### [Stored data]
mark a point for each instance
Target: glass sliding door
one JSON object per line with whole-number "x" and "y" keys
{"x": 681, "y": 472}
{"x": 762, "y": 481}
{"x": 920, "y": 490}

### [The problem]
The expected answer is the lines from the one containing "one JSON object" through the end of the material, reproduced exactly with both ends kept.

### [Solution]
one JSON object per line with whole-number "x" and "y" keys
{"x": 681, "y": 472}
{"x": 762, "y": 481}
{"x": 920, "y": 490}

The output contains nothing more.